* [Entries from a data source]
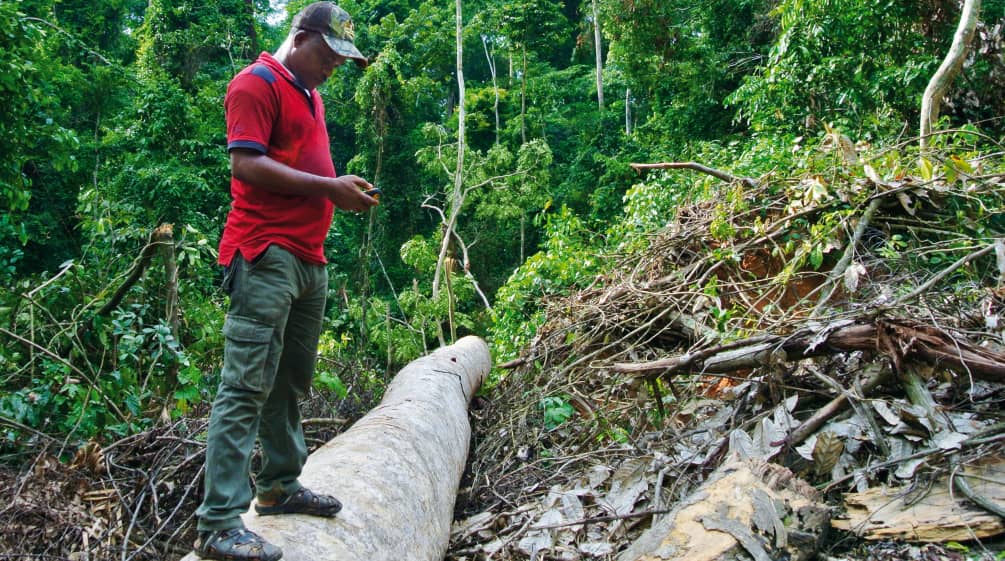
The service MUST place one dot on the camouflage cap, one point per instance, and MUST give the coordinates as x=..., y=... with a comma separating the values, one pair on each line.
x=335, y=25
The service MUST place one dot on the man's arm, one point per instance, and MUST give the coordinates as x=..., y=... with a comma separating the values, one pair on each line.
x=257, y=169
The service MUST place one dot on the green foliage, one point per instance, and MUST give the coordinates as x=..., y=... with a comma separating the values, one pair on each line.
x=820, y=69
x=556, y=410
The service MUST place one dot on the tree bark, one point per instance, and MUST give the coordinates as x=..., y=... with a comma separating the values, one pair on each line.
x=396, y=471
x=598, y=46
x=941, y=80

* [Work required] Please rewrite the lines from the one holding "The service MUST place one dot on the tree" through the end of the entries, inclusive, replacing "tree bark" with "tree trunk" and leaving everything else unchanged.

* [Output below]
The service MUST place one dot on the tree trunk, one point per instance, and MUST give the coordinates as x=..., y=... with a comma separating the values, one pair on each line.
x=396, y=471
x=598, y=46
x=941, y=80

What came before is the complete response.